__PROBLEM TO WORK ON__
An exact copy of the entries is needed, with every line included.

|---|

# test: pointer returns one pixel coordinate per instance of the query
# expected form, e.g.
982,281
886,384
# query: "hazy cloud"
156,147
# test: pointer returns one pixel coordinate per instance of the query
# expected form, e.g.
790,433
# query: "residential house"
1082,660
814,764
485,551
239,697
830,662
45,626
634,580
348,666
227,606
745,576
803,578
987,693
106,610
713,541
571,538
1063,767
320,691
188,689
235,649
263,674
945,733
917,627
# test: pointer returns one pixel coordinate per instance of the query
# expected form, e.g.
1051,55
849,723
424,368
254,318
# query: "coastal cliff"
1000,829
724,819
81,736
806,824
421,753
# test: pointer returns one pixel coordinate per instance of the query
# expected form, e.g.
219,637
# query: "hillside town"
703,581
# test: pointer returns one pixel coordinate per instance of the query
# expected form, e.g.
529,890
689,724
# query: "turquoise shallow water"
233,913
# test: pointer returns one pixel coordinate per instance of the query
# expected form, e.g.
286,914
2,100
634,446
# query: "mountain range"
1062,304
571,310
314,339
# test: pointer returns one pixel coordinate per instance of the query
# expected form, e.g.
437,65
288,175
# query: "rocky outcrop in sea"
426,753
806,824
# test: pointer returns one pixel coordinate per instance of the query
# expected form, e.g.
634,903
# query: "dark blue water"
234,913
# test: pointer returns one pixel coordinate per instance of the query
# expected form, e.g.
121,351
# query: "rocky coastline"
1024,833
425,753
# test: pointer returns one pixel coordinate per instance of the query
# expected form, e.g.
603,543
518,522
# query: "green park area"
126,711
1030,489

|---|

__TASK OUTPUT__
# test: pointer returns one pixel coordinate per instance of the query
# expected form, e.g.
982,281
886,384
# query: "hazy cloud"
156,147
# test: pointer returns one pixel coordinate per instance of the query
# expected form, e.g.
790,433
# query: "residential house"
1082,660
814,764
485,551
239,697
830,662
45,626
634,580
348,666
227,606
745,576
803,578
987,693
106,610
713,541
571,538
1063,767
320,691
188,689
235,649
263,674
945,733
917,627
# test: pointer returns one pixel coordinate per instance of the query
# expected form, e.g.
1051,55
849,723
424,368
254,318
# query: "coastal cliff"
1000,829
724,819
81,736
806,824
421,753
# test: pointer returns one pixel coordinate per instance of the query
# expected form, e.g.
219,637
# query: "hillside town"
703,581
# test: pointer returns one pixel coordinate per instance of the query
# expected form, e.g.
529,890
689,724
# query: "turquoise shallow water"
233,913
# test: pointer returns one pixel coordinate per instance of the query
# expected form, e.g.
286,914
2,100
634,446
# query: "mountain range"
1062,304
571,310
314,339
# test: pointer returns one pixel coordinate per instance of the query
# expected form, e.g.
437,65
288,175
# query: "rocky outcrop in sea"
426,753
806,824
# test: pointer returns one pixel coordinate per instance of the query
# expected form, e.g.
634,903
# query: "dark blue water"
234,913
# test: pointer returns one pixel coordinate per instance of the query
# expected form, e.g.
121,351
# query: "rocky coastline"
1024,833
425,753
# test: pointer returns one pixel coordinate per instance of the query
# expected form, e.g.
603,543
518,522
# query: "green park area"
126,711
1030,489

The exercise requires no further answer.